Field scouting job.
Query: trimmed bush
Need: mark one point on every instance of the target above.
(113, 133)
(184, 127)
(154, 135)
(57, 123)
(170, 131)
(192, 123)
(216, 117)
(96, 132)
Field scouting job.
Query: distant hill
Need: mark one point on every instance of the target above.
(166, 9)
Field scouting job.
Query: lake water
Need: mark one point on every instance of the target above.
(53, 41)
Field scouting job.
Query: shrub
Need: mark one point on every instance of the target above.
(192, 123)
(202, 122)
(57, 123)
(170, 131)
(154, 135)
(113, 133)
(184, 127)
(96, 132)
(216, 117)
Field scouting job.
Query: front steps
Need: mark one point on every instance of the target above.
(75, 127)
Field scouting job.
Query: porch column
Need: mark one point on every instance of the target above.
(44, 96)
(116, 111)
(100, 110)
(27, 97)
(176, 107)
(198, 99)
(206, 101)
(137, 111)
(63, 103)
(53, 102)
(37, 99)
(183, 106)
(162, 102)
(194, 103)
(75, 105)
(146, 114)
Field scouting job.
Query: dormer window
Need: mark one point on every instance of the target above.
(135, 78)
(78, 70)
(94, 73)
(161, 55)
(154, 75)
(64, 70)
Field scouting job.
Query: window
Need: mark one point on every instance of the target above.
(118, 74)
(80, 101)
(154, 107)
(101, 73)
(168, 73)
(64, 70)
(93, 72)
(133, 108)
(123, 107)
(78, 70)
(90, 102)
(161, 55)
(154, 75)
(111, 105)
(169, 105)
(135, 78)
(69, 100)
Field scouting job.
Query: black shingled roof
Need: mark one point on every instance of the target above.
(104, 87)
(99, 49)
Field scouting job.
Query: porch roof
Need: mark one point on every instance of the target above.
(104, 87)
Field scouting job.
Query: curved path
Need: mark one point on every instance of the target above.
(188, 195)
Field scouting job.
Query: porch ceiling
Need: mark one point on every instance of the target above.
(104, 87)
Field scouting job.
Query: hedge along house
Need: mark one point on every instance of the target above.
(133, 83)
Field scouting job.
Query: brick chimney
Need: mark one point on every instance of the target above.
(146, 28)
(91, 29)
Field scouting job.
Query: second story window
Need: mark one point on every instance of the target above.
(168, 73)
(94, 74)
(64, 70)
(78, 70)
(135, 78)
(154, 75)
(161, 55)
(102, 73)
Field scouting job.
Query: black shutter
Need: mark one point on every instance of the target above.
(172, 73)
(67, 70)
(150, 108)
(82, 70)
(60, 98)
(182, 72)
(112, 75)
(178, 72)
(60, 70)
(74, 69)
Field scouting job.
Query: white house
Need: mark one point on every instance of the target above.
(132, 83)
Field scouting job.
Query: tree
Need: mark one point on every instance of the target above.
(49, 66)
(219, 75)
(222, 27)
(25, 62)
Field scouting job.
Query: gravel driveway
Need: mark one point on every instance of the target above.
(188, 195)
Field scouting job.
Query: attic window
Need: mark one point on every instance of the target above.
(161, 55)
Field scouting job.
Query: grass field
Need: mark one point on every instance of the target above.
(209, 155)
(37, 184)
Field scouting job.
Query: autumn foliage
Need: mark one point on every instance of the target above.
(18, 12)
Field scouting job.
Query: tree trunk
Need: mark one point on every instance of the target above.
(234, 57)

□ □ □ □ □ □ □

• [Work instruction]:
Beginning with the line that has "Query: porch ceiling" and ending with the line that has "Query: black shutter", set down the lines above exactly and include no others.

• [Answer below]:
Query: porch ceiling
Need: mark one point on every instance of the target above.
(104, 87)
Field scouting job.
Query: hedge along house
Need: mark one point on every instance of the target above.
(133, 83)
Field scouting job.
Query: brick chimney
Need: mark one point on every instance of the target above.
(146, 28)
(91, 29)
Field scouting job.
Query: second story window
Need: mark one point on every instance of the target above.
(168, 73)
(94, 74)
(64, 70)
(78, 70)
(135, 78)
(154, 75)
(161, 55)
(102, 73)
Field scouting job.
Query: black shutter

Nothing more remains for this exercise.